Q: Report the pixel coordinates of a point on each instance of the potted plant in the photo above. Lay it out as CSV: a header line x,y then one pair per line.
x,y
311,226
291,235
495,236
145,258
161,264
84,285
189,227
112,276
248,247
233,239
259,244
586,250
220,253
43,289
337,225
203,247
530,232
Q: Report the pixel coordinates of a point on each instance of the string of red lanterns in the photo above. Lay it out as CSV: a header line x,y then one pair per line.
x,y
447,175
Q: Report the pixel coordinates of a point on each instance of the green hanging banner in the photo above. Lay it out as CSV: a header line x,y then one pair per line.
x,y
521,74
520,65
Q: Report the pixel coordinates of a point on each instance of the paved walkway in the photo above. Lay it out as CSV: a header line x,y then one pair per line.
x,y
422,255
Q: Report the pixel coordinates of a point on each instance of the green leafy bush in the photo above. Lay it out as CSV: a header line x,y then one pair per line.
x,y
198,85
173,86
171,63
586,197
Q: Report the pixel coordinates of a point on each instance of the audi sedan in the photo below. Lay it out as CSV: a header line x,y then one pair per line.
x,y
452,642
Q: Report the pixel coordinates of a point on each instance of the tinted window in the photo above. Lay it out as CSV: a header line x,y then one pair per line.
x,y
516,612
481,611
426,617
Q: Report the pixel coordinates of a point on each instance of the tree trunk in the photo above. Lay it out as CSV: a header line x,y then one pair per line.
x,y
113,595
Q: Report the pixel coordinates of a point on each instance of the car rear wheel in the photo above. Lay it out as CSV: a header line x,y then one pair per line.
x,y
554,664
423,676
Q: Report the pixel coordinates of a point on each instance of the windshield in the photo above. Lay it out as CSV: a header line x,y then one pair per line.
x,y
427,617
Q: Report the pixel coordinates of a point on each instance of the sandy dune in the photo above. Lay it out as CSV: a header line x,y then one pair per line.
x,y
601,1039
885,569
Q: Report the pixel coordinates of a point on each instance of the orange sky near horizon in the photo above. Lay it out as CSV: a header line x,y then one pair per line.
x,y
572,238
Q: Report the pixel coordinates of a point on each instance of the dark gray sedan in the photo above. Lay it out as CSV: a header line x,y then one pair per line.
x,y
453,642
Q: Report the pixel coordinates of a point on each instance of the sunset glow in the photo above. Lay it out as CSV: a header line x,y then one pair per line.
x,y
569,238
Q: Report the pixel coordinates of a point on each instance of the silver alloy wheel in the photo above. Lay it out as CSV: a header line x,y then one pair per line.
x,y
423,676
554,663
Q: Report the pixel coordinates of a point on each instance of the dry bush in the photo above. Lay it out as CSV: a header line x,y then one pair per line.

TASK INSTRUCTIONS —
Return all the data above once more, precisely as given.

RESPONSE FOR THIS EXERCISE —
Q: Report the pixel coordinates of a point on each instance of the potted plant in the photo above. Lay it out as CSV: a header line x,y then one pair per line.
x,y
311,226
291,235
495,236
145,258
161,264
84,285
189,227
112,276
248,247
233,239
259,244
586,250
220,253
43,289
337,225
203,247
530,232
Q: Report the pixel coordinates of a point on each instance of the string of red lanterns in the photo above. Lay it out as CSV: a header line x,y then one pair per line.
x,y
447,175
Q: Report the pixel coordinates of a point on each instance of the green hanging banner in the photo above. Lay it out as CSV: a header line x,y then one pair per line.
x,y
521,74
520,65
Q: Report the pixel coordinates of a point on each instance of the paved walkway in the photo above. Lay it out as CSV: a header line x,y then one pair per line.
x,y
422,255
Q: Report the pixel coordinates of a point on each instance of the green leafy bush in the photo above. Lay it out as CSV: a header line x,y then one pair per line.
x,y
198,85
173,86
171,63
586,197
Q: Report the pixel coordinates of a point on each instance of the audi sedan in the photo below. Lay it out as CSV: a header line x,y then one pair per line.
x,y
452,642
Q: Report the pixel coordinates of a point on each instance of the tinted window in the photo above. Lay it out as CSV: a header line x,y then one pair per line.
x,y
516,612
481,611
426,617
Q: Report the pixel coordinates of a point on each instance of the tree trunk in the photo above. Lay it out as CSV: a header line x,y then one pair per line.
x,y
113,595
Q: Report the pixel coordinates of a point on each instance of the car rear wheel in the photo above. Lay it out as CSV: a header line x,y then one pair per line.
x,y
554,664
423,676
Q: Report the pixel coordinates of a point on each instance of the windshield in the photo above. Lay it out as CSV: a header line x,y then one pair per line.
x,y
427,617
Q: Report the pixel coordinates of a point on each instance of the sandy dune in the photo above. Lay it out as CSV: a header line x,y then one pair per line.
x,y
601,1039
885,569
Q: Report the pixel coordinates of a point on each instance of the orange sky near horizon in the photo above. Lay it out as CSV: a header line x,y then one pair per line.
x,y
572,238
Q: Report the pixel coordinates of a point on each instance of the dark gray sedan in the photo above. Lay it out as CSV: a header line x,y then one pair per line.
x,y
453,642
Q: Report the pixel coordinates of a point on each instance of the sunset glow in the photo above. Lay it out as CSV: a header line x,y then one pair per line.
x,y
569,238
Q: Report the pixel coordinates of a point on each instance of the silver alloy wheel in the photo above. Lay it out as CSV: a header line x,y then one pair per line.
x,y
423,676
554,663
Q: Report the pixel coordinates of a point on each instance of the dry bush in the photo above. Lay it out as CSV: a header line x,y then one pair per line.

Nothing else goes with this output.